## Aim
Give all the lines below again, exactly, with no pictures.

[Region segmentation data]
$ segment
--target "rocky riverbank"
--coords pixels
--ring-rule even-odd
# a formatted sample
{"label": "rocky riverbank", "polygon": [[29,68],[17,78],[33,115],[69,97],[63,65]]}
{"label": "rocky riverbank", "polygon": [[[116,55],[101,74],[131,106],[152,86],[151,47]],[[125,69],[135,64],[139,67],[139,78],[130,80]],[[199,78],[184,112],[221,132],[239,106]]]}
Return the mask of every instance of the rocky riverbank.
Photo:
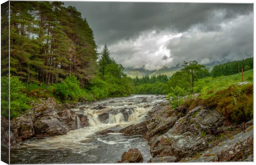
{"label": "rocky riverbank", "polygon": [[235,125],[214,108],[160,104],[119,132],[143,135],[153,157],[148,162],[253,161],[253,120]]}
{"label": "rocky riverbank", "polygon": [[[2,130],[7,129],[7,120],[2,117],[1,122]],[[114,127],[111,127],[111,125]],[[107,128],[104,128],[104,127]],[[135,138],[135,146],[137,145],[136,143],[140,140],[136,139],[136,136],[142,135],[147,139],[152,156],[145,156],[145,153],[147,152],[149,154],[149,149],[147,149],[147,151],[145,146],[143,145],[141,147],[142,148],[138,147],[138,150],[136,148],[123,148],[121,153],[123,153],[124,150],[127,152],[123,154],[121,160],[118,162],[253,160],[253,120],[244,125],[237,125],[228,120],[214,108],[209,109],[203,106],[198,106],[192,110],[184,106],[172,109],[163,96],[116,98],[95,104],[84,103],[62,105],[57,104],[50,98],[40,100],[35,104],[33,109],[11,120],[10,127],[11,145],[36,138],[36,141],[28,141],[32,144],[36,143],[36,146],[38,145],[39,148],[33,149],[28,145],[27,148],[31,150],[31,153],[34,151],[38,151],[38,154],[40,154],[40,146],[53,142],[53,140],[50,139],[42,141],[40,138],[55,136],[56,137],[55,140],[61,143],[62,136],[58,135],[67,134],[68,136],[64,138],[69,141],[65,145],[69,146],[73,141],[73,140],[69,139],[71,138],[70,136],[72,136],[72,134],[76,136],[76,134],[79,133],[88,134],[85,137],[85,140],[78,140],[77,139],[83,139],[83,136],[73,137],[73,140],[77,141],[78,144],[76,142],[72,144],[74,145],[72,146],[78,147],[79,150],[82,149],[79,145],[84,144],[87,146],[90,144],[85,142],[88,138],[92,139],[90,140],[93,139],[94,144],[92,144],[92,146],[103,142],[100,147],[107,147],[109,149],[112,148],[112,144],[117,143],[121,145],[126,142],[114,142],[113,140],[108,140],[109,138],[118,138],[120,139],[118,140],[121,141],[125,139],[122,137],[123,136],[131,139]],[[76,130],[83,128],[86,129],[78,130],[78,131],[76,132]],[[72,131],[75,132],[70,133]],[[69,132],[70,133],[69,135]],[[118,132],[122,134],[115,135]],[[111,134],[114,134],[112,136]],[[2,133],[2,141],[7,142],[8,136]],[[36,139],[37,137],[39,139]],[[110,141],[108,142],[108,140]],[[15,149],[13,151],[15,153],[21,153],[24,151],[22,148],[20,148],[19,145],[15,146],[15,148],[17,150]],[[57,149],[59,147],[63,148],[63,145],[61,146],[57,145],[55,147]],[[96,154],[97,151],[96,151],[90,152]],[[120,152],[119,153],[120,154]],[[15,153],[13,154],[13,156],[16,156]],[[72,154],[71,153],[70,156]],[[27,157],[24,156],[24,158]],[[19,161],[19,156],[17,155],[15,157],[17,160],[15,162],[23,162]],[[78,159],[83,158],[80,155],[77,156]],[[95,159],[100,157],[97,155],[94,156]],[[121,158],[121,155],[119,156]],[[113,162],[108,158],[105,158],[108,160],[107,162],[114,163],[118,160],[116,158]],[[24,163],[27,162],[26,158],[24,159]],[[67,159],[69,160],[68,157]],[[77,163],[90,161],[87,159],[85,160],[83,158],[78,159]],[[32,162],[39,163],[45,161],[43,159],[38,160]],[[49,161],[49,163],[55,162],[53,160]],[[62,162],[61,160],[57,162]],[[93,161],[92,163],[107,162],[102,160]]]}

## Written solution
$ segment
--target "rocky riverbank"
--coords pixels
--ring-rule even-odd
# a formatted sample
{"label": "rocky riverbank", "polygon": [[29,68],[17,78],[33,115],[69,97],[63,65]]}
{"label": "rocky riverbank", "polygon": [[[116,55],[101,74],[131,106],[152,86],[151,47]],[[125,69],[135,64],[139,67],[139,78],[130,80]],[[199,78],[184,112],[221,132],[239,106]]]}
Return the mask of every instance of the rocky riverbank.
Photo:
{"label": "rocky riverbank", "polygon": [[235,125],[214,108],[160,104],[119,132],[143,135],[153,157],[148,162],[253,161],[253,120]]}
{"label": "rocky riverbank", "polygon": [[[2,130],[7,129],[7,120],[2,117],[1,122]],[[114,127],[111,127],[111,125]],[[107,128],[104,128],[104,127]],[[135,138],[135,146],[137,145],[136,143],[140,140],[136,139],[136,136],[142,135],[147,139],[152,156],[145,156],[145,153],[147,152],[149,154],[149,149],[147,149],[147,151],[145,146],[143,145],[141,147],[142,148],[138,147],[138,150],[136,148],[123,148],[121,153],[123,153],[124,150],[127,152],[123,154],[121,160],[118,162],[253,160],[253,120],[244,125],[237,125],[228,120],[214,108],[209,109],[203,106],[198,106],[192,110],[184,106],[172,109],[163,96],[116,98],[95,104],[84,103],[62,105],[57,104],[50,98],[40,100],[35,104],[33,109],[11,120],[10,127],[11,145],[36,138],[36,141],[28,141],[32,144],[36,143],[36,146],[38,145],[39,148],[33,149],[28,145],[27,148],[31,150],[31,153],[34,151],[38,151],[38,154],[40,154],[40,146],[53,142],[53,140],[50,139],[42,141],[40,138],[55,136],[56,137],[55,140],[61,143],[62,136],[58,135],[67,134],[68,136],[64,138],[69,141],[65,145],[69,146],[73,141],[73,140],[69,139],[71,138],[70,136],[72,136],[72,134],[76,136],[76,134],[79,133],[88,134],[85,137],[85,140],[78,140],[77,139],[83,139],[83,136],[73,137],[73,140],[77,141],[78,144],[76,142],[72,144],[74,145],[72,146],[78,147],[79,150],[82,149],[79,145],[84,144],[87,146],[90,144],[85,142],[88,138],[92,139],[90,140],[93,139],[94,144],[92,144],[92,146],[103,142],[100,147],[107,147],[109,149],[112,148],[112,144],[117,143],[121,145],[126,142],[114,142],[113,140],[108,140],[109,138],[118,138],[120,139],[118,140],[121,141],[125,139],[122,137],[123,136],[131,139]],[[76,130],[83,128],[86,129],[78,130],[78,131],[76,132]],[[72,131],[75,132],[70,133]],[[69,132],[70,133],[69,135]],[[118,132],[122,134],[115,135]],[[111,134],[114,134],[112,136]],[[2,133],[2,141],[7,142],[8,136]],[[36,139],[37,137],[39,139]],[[110,141],[108,142],[108,140]],[[15,149],[13,151],[15,153],[21,153],[24,151],[22,148],[20,148],[19,145],[15,146],[15,148],[17,150]],[[57,149],[59,147],[63,148],[63,145],[61,146],[57,145],[55,147]],[[96,154],[97,151],[96,151],[90,152]],[[120,152],[119,153],[120,154]],[[15,153],[13,154],[13,156],[16,156]],[[72,154],[71,153],[70,156]],[[27,157],[24,156],[24,158]],[[19,161],[19,156],[17,155],[15,157],[17,160],[15,162],[23,162]],[[78,159],[83,158],[80,155],[77,156]],[[95,159],[100,157],[97,155],[94,156]],[[121,158],[121,155],[119,156]],[[113,162],[108,158],[105,158],[108,160],[107,162],[114,163],[118,160],[116,158]],[[24,163],[27,162],[26,158],[24,159]],[[67,159],[69,160],[68,157]],[[77,163],[90,161],[87,159],[85,160],[83,158],[78,159]],[[32,162],[39,163],[45,161],[43,159],[38,160]],[[49,161],[49,163],[55,162],[53,160]],[[62,162],[61,160],[57,162]],[[93,161],[92,163],[107,162],[102,160]]]}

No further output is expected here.